● PROBLEM STATEMENT: Reproduce the material below word for word, from its first line to its last, with no changes.

---------- DATA RECORDS ----------

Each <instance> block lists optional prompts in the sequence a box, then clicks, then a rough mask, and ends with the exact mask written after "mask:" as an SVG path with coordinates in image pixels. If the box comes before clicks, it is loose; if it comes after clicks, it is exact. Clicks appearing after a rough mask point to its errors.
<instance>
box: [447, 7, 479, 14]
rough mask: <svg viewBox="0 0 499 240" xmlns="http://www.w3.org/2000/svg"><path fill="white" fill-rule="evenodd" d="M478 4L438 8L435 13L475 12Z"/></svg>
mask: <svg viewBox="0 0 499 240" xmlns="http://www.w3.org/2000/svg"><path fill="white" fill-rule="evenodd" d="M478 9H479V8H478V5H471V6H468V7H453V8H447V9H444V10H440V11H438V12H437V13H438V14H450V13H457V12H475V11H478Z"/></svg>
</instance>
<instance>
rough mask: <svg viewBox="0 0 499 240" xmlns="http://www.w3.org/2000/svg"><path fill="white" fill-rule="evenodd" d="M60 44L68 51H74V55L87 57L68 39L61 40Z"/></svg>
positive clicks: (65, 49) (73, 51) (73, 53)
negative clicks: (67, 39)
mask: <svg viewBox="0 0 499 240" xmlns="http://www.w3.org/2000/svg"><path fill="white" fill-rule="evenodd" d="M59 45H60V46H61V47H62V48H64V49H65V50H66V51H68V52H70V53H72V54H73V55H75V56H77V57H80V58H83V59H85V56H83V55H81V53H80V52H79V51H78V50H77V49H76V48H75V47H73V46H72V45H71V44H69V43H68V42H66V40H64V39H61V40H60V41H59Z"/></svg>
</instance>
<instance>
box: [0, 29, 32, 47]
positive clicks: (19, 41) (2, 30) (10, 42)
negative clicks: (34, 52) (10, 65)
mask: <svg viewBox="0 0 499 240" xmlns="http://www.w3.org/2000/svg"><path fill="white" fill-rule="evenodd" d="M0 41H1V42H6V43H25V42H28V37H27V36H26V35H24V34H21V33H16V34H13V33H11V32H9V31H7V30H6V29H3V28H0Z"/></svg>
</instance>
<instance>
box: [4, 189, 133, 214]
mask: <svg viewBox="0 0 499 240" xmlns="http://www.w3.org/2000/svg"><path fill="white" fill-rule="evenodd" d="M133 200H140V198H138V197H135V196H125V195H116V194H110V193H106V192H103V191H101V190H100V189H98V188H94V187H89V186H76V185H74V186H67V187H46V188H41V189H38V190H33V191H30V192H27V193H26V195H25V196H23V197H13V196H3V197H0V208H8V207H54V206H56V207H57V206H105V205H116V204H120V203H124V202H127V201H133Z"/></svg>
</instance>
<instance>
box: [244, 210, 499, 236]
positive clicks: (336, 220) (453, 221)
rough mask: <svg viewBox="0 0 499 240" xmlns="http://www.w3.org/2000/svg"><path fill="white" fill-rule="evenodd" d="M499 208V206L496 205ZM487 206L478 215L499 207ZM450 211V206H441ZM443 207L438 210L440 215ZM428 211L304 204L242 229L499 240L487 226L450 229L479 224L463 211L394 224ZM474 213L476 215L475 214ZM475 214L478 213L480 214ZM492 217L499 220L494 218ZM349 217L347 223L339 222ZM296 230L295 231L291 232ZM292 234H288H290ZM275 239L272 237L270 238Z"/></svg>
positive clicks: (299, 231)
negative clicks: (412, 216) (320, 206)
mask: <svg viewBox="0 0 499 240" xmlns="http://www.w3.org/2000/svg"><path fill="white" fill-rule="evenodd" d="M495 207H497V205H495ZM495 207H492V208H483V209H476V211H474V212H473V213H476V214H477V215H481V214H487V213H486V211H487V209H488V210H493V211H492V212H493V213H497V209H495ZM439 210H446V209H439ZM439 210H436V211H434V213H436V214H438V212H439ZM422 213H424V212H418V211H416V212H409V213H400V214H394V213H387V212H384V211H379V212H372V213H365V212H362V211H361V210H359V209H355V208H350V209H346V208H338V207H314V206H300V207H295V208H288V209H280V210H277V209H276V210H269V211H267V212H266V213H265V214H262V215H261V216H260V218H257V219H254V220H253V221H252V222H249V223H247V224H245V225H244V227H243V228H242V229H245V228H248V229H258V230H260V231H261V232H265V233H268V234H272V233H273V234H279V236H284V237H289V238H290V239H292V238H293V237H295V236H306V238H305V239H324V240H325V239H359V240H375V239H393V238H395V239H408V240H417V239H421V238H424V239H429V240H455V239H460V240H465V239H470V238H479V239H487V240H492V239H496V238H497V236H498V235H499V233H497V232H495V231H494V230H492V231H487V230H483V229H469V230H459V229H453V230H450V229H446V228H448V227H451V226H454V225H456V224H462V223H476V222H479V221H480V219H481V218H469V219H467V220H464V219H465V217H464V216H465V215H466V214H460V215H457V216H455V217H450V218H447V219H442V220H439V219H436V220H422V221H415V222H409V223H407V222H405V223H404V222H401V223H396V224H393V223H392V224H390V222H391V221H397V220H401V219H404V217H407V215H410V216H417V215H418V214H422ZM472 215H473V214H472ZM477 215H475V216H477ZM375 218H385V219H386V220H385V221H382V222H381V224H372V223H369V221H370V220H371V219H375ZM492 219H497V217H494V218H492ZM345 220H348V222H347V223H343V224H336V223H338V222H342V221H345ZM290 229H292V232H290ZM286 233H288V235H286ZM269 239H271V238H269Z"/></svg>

----------

● ANSWER BELOW:
Each <instance> block lists optional prompts in the sequence a box, then clicks, then a rough mask, and ends with the exact mask written after "mask:" as an SVG path with coordinates in image pixels. If the box comes before clicks, it is loose; if it comes after clicks, it is exact. Clicks appearing after a rough mask point to its errors.
<instance>
box: [447, 7, 479, 14]
rough mask: <svg viewBox="0 0 499 240" xmlns="http://www.w3.org/2000/svg"><path fill="white" fill-rule="evenodd" d="M478 4L438 8L435 13L475 12Z"/></svg>
mask: <svg viewBox="0 0 499 240" xmlns="http://www.w3.org/2000/svg"><path fill="white" fill-rule="evenodd" d="M478 9H479V8H478V5H471V6H468V7H453V8H447V9H444V10H440V11H438V12H437V13H438V14H450V13H457V12H475V11H478Z"/></svg>
</instance>
<instance>
rough mask: <svg viewBox="0 0 499 240" xmlns="http://www.w3.org/2000/svg"><path fill="white" fill-rule="evenodd" d="M60 44L68 51H74V55L87 57L68 39L61 40Z"/></svg>
positive clicks: (65, 49) (73, 51) (73, 53)
negative clicks: (67, 39)
mask: <svg viewBox="0 0 499 240" xmlns="http://www.w3.org/2000/svg"><path fill="white" fill-rule="evenodd" d="M59 45H60V46H61V47H62V48H64V49H65V50H66V51H68V52H70V53H72V54H73V55H75V56H77V57H80V58H83V59H85V56H83V55H81V53H80V52H79V51H78V50H77V49H76V48H75V47H73V46H72V45H71V44H69V43H68V42H66V40H64V39H61V40H60V41H59Z"/></svg>
</instance>
<instance>
box: [0, 29, 32, 47]
positive clicks: (19, 41) (2, 30) (10, 42)
negative clicks: (34, 52) (10, 65)
mask: <svg viewBox="0 0 499 240" xmlns="http://www.w3.org/2000/svg"><path fill="white" fill-rule="evenodd" d="M0 41H1V42H6V43H25V42H28V37H27V36H26V35H24V34H21V33H16V34H13V33H11V32H9V31H7V30H6V29H3V28H0Z"/></svg>
</instance>
<instance>
box: [4, 189, 133, 214]
mask: <svg viewBox="0 0 499 240" xmlns="http://www.w3.org/2000/svg"><path fill="white" fill-rule="evenodd" d="M133 200H140V198H138V197H135V196H125V195H116V194H110V193H106V192H103V191H101V190H100V189H98V188H94V187H89V186H76V185H74V186H67V187H46V188H41V189H38V190H33V191H30V192H27V193H26V195H25V196H23V197H13V196H3V197H0V208H8V207H54V206H56V207H57V206H105V205H116V204H120V203H124V202H127V201H133Z"/></svg>
</instance>
<instance>
box: [244, 210, 499, 236]
positive clicks: (336, 220) (453, 221)
rough mask: <svg viewBox="0 0 499 240" xmlns="http://www.w3.org/2000/svg"><path fill="white" fill-rule="evenodd" d="M499 208V206L496 205ZM487 206L478 215L499 207ZM450 211V206H441ZM443 207L438 210L440 215ZM428 211L304 204L242 229L499 240L487 226L450 229L479 224L463 211L394 224ZM474 213L476 215L475 214ZM475 214L478 213L480 214ZM492 217L499 220L494 218ZM349 217L347 223L339 222ZM296 230L295 231L291 232ZM292 234H288H290ZM275 239L272 237L270 238Z"/></svg>
positive clicks: (299, 231)
negative clicks: (412, 216) (320, 206)
mask: <svg viewBox="0 0 499 240" xmlns="http://www.w3.org/2000/svg"><path fill="white" fill-rule="evenodd" d="M495 207H497V205H495ZM495 207H492V208H483V209H476V211H474V212H473V213H476V214H477V215H481V214H487V213H486V211H487V209H488V210H493V211H492V212H493V213H497V209H495ZM439 210H446V209H439ZM439 210H436V211H434V213H436V214H438V212H439ZM422 213H424V212H418V211H416V212H409V213H400V214H394V213H387V212H384V211H379V212H372V213H365V212H362V211H361V210H359V209H355V208H350V209H346V208H338V207H314V206H300V207H295V208H288V209H280V210H277V209H276V210H269V211H267V212H266V213H265V214H262V215H261V216H260V218H257V219H254V220H253V221H252V222H249V223H247V224H245V225H244V227H243V228H242V229H245V228H248V229H258V230H260V231H261V232H265V233H268V234H272V233H273V234H279V236H284V237H289V238H290V239H292V238H293V237H295V236H306V238H305V239H324V240H325V239H359V240H375V239H393V238H395V239H408V240H417V239H421V238H424V239H429V240H455V239H460V240H465V239H470V238H479V239H487V240H492V239H496V238H497V236H498V235H499V233H497V232H495V231H494V230H492V231H487V230H483V229H469V230H459V229H453V230H450V229H446V228H448V227H451V226H454V225H456V224H462V223H476V222H479V221H480V219H481V218H469V219H467V220H464V219H465V217H464V216H465V215H466V214H460V215H457V216H455V217H450V218H447V219H442V220H439V219H436V220H422V221H415V222H409V223H407V222H405V223H404V222H401V223H396V224H393V223H392V224H390V222H391V221H397V220H401V219H404V217H407V215H410V216H417V215H418V214H422ZM472 215H473V214H472ZM477 215H475V216H477ZM375 218H385V219H386V220H385V221H382V222H381V224H372V223H369V221H370V220H371V219H375ZM492 219H497V217H494V218H492ZM345 220H348V222H347V223H343V224H336V223H338V222H342V221H345ZM290 229H292V232H290ZM286 233H288V235H286ZM269 239H271V238H269Z"/></svg>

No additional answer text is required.